“The car was in a mess and we just dealt with it like any road accident,” Xavier Gourmelon said when his crew arrived at the Pont de l'Alma tunnel in Paris on Aug. 31, 1997. “We got straight to work to see who needed help and who was alive. Diana said to me, ‘My God, what’s happened?’”
The princess was conscious and had her eyes open when she was pulled out of the wrecked Mercedes, Gourmelon told the Sun.
“She was moving very slightly and I could see she was alive,” he said . “I could see she had a slight injury to her right shoulder but, other than that, there was nothing significant. There was no blood on her at all."
When Gourmelon and others lifted her onto a stretcher, she suffered cardiac arrest.

(Information):
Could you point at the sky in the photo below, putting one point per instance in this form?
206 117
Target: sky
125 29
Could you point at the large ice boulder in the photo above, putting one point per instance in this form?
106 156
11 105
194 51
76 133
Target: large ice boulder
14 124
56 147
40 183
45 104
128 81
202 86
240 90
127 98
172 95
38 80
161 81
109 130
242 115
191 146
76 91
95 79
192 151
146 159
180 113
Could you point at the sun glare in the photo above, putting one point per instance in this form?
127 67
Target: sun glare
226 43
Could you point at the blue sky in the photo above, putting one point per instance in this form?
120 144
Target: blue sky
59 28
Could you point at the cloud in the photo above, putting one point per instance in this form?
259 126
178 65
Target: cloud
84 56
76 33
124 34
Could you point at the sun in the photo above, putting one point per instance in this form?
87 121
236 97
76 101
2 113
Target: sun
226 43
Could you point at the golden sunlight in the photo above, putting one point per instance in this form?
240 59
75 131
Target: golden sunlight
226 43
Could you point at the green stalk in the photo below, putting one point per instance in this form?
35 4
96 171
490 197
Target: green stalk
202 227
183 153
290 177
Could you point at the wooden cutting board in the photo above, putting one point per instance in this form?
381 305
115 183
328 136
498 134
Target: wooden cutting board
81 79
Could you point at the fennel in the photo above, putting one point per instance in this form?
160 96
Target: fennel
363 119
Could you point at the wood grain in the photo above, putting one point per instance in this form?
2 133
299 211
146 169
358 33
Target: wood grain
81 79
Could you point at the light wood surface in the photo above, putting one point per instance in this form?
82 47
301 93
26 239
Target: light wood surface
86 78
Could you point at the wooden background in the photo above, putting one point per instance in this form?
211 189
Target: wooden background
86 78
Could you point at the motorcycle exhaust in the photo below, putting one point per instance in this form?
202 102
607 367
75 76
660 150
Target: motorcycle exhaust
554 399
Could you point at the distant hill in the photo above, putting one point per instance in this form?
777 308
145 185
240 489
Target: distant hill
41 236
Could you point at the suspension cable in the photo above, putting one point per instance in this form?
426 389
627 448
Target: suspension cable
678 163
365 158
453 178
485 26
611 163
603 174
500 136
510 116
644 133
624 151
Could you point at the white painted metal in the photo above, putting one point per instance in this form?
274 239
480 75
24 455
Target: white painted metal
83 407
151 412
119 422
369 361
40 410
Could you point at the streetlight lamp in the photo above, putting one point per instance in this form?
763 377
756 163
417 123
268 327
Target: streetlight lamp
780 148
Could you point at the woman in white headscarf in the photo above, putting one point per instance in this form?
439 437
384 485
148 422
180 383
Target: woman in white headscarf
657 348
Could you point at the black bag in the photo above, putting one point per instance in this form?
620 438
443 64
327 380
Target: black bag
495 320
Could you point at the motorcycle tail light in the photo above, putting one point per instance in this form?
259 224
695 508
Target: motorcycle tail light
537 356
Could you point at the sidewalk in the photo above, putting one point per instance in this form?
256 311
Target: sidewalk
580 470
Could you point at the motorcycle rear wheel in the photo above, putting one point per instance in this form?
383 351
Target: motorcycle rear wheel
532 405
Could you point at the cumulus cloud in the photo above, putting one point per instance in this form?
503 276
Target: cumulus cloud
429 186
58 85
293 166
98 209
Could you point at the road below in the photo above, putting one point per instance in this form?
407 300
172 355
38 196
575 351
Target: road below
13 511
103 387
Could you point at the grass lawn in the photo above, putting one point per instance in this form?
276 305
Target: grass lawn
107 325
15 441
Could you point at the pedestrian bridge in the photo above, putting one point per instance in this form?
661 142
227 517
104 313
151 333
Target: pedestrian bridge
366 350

(Task list):
A. In the Diana crash account, swap "stretcher" for "gurney" and write out the part that opens with "The princess was" and closes with "suffered cardiac arrest.".
B. Translate this sentence from the Diana crash account into Spanish: "The princess was conscious and had her eyes open when she was pulled out of the wrecked Mercedes, Gourmelon told the Sun."

(Solutions to the exercise):
A.
The princess was conscious and had her eyes open when she was pulled out of the wrecked Mercedes, Gourmelon told the Sun.
“She was moving very slightly and I could see she was alive,” he said . “I could see she had a slight injury to her right shoulder but, other than that, there was nothing significant. There was no blood on her at all."
When Gourmelon and others lifted her onto a gurney, she suffered cardiac arrest.

B. La princesa estaba consciente y tenía los ojos abiertos cuando la sacaron del Mercedes destrozado, le dijo Gourmelon al Sun.